* Begin INPUT RECORDS *

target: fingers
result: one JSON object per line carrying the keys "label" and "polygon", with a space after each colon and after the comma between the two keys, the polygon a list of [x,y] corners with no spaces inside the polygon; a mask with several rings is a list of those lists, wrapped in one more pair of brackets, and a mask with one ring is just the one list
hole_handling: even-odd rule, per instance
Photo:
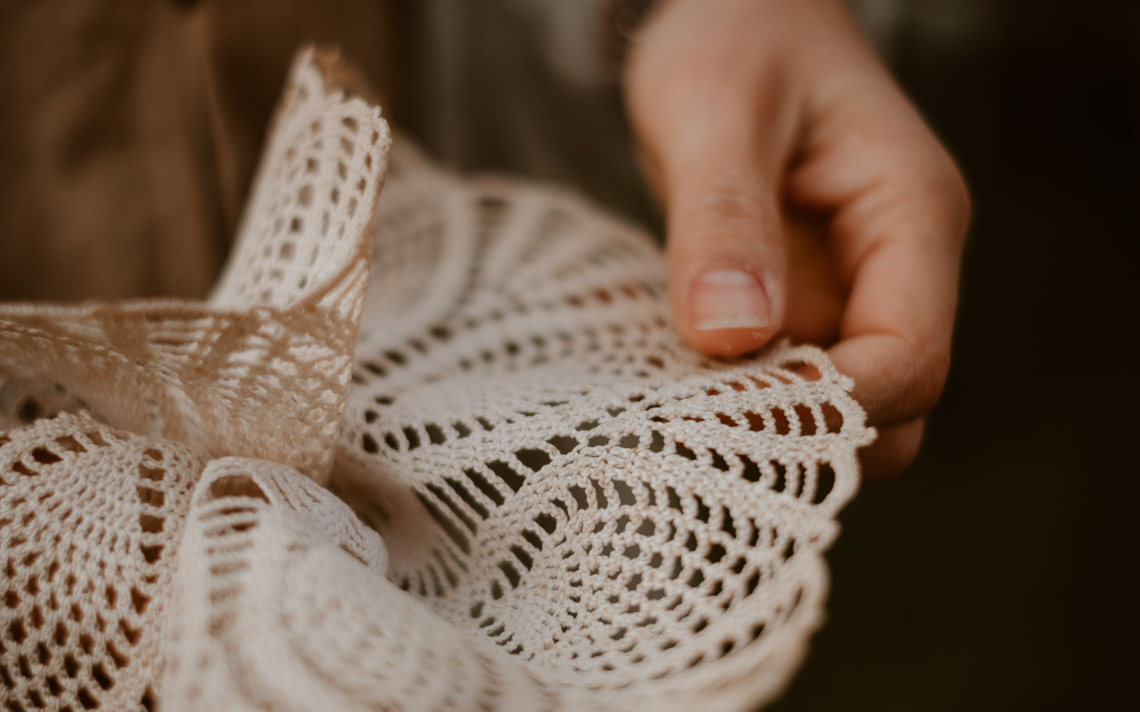
{"label": "fingers", "polygon": [[736,13],[723,2],[665,6],[640,40],[627,91],[666,207],[677,328],[718,355],[780,330],[788,289],[776,196],[797,103],[780,67],[730,22]]}
{"label": "fingers", "polygon": [[808,98],[815,130],[789,194],[831,211],[849,292],[829,353],[883,426],[925,415],[942,392],[970,206],[953,161],[886,72],[855,65]]}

* End INPUT RECORDS *

== TO DO ==
Copy every line of the records above verbatim, leaving out the pictures.

== FINISHED ANSWER ==
target: fingers
result: one JSON object per line carrying the keys "label" and "polygon", with a space after each colon and after the comma between the two keys, the polygon a list of [x,y] corners with no spaces inside the polygon; a mask with several rings is a list of those lists, wrapped in one more pair of brackets, and a mask with one ring is just the one list
hole_handling: even-odd rule, per instance
Photo:
{"label": "fingers", "polygon": [[736,13],[723,2],[665,6],[640,40],[627,91],[666,207],[677,328],[718,355],[780,330],[788,289],[776,196],[797,103],[780,67],[730,22]]}
{"label": "fingers", "polygon": [[808,98],[815,130],[789,194],[831,211],[849,292],[829,353],[883,426],[925,415],[942,392],[970,206],[953,161],[886,72],[855,65]]}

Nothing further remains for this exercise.